▶ EXCERPT PROVIDED
- - -

CS145 Project Part 7
CS145 - Introduction to Databases
Spring 2000, Prof. Widom
Personal Database Application: Part 7
Due Wednesday May 24
There are several aspects of this final part of your programming
project that are different from the previous parts:
- The due date is on a Wednesday, not a Monday. You have 9 days
to complete this part instead of a week.
- This part will be turned in electronically. It must be
submitted with a timestamp of Wednesday May 24 or earlier.
That is, you may not submit after 11:59:59 PM on May 24. Furthermore,
there are no late days permitted on this project part. To
receive credit for this part, your project must be submitted on time.
Details of electronic submission will be given in a posting to the
class mailing list several days in advance of the due date.
- This part will be graded out of 15 points, and it will be
counted one and a half times as much as the other project parts. A
maximum of 15 points will be given for projects meeting the minimum
specification for this part. Up to 5 total additional points may be
given in special circumstances:
Also note that as we grade this part of the project we will be
selecting the winners of the project
contest (described in the Course Information handout). Although
the winners will be selected based on sustained novelty and quality of
work throughout the project, certainly doing a whiz-bang job on this
last part cannot hurt.

- - -

▶ SUPPLIED MATERIAL
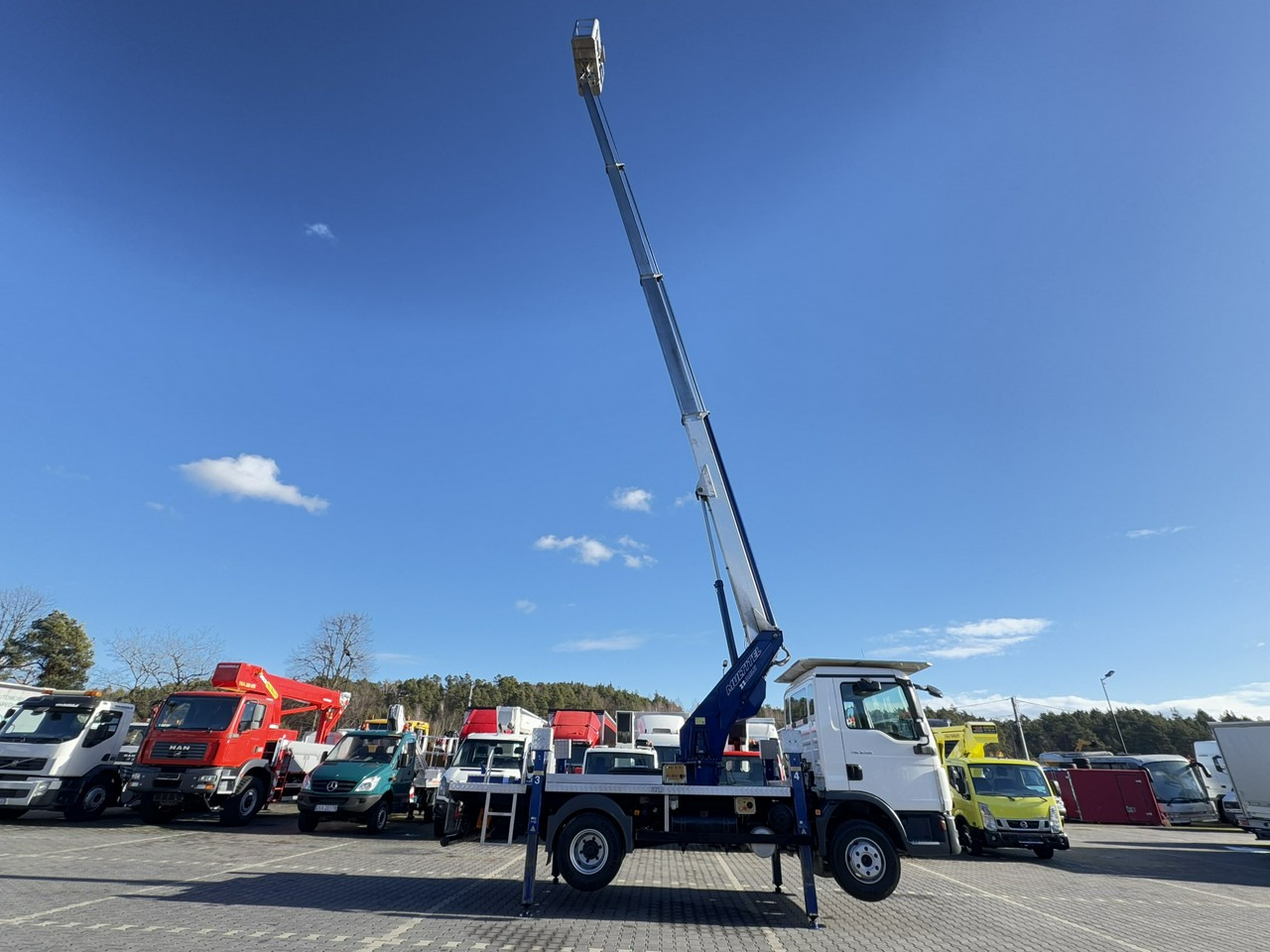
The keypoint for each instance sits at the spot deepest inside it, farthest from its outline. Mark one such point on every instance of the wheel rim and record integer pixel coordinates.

- - -

▶ SET OF TASKS
1. According to the handout, out of how many points will this part of the project be graded?
2. Reproduce the part of the handout that opens with the words containing "- This part will be turned" and closes with "the due date.", swapping "class mailing list" for "course newsgroup".

▶ ANSWERS PER TASK
1. 15 points.

2.
- This part will be turned in electronically. It must be
submitted with a timestamp of Wednesday May 24 or earlier.
That is, you may not submit after 11:59:59 PM on May 24. Furthermore,
there are no late days permitted on this project part. To
receive credit for this part, your project must be submitted on time.
Details of electronic submission will be given in a posting to the
course newsgroup several days in advance of the due date.